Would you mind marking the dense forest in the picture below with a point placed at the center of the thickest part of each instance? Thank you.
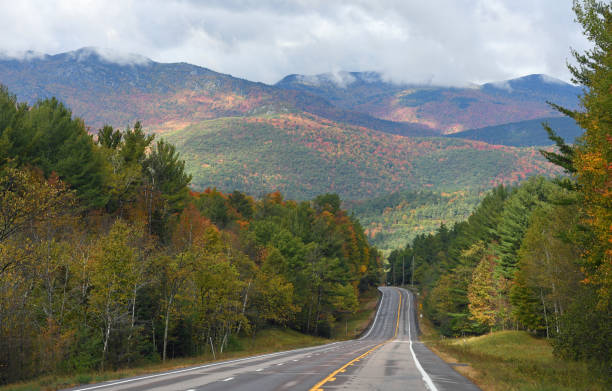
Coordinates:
(536, 257)
(391, 220)
(107, 259)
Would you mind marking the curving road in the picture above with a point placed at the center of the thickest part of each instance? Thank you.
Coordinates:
(387, 357)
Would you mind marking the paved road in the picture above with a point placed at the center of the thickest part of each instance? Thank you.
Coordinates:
(387, 357)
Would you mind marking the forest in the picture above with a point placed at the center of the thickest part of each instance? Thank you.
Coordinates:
(109, 260)
(536, 257)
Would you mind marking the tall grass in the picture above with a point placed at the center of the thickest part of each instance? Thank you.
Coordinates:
(515, 360)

....

## WHAT THE TASK REQUIRES
Without the pictures, reproduce every record exactly as it appears above.

## ANSWER TO THE PROBLEM
Would you mind marking the dense forest in the picture below with a point placed at the center of the thickest part of each instance? Thank you.
Coordinates:
(536, 257)
(391, 220)
(107, 259)
Would you mind marking the curving road in the picture above with a point placed at the center of the thickest part of each instance? Thank you.
Coordinates:
(387, 357)
Would you mind marking the paved road in the picture above with a point placed at the center of the thickest part of each instance? Thank you.
Coordinates:
(387, 357)
Would you mind marking the forest in the picture above with a point placed at the center of the thickest part of each instance? Thank you.
Coordinates:
(109, 260)
(536, 257)
Would you mind marking the tall grass in the picture above with a point placed at the center of the thickest part of each instance? Thank you.
Coordinates:
(515, 360)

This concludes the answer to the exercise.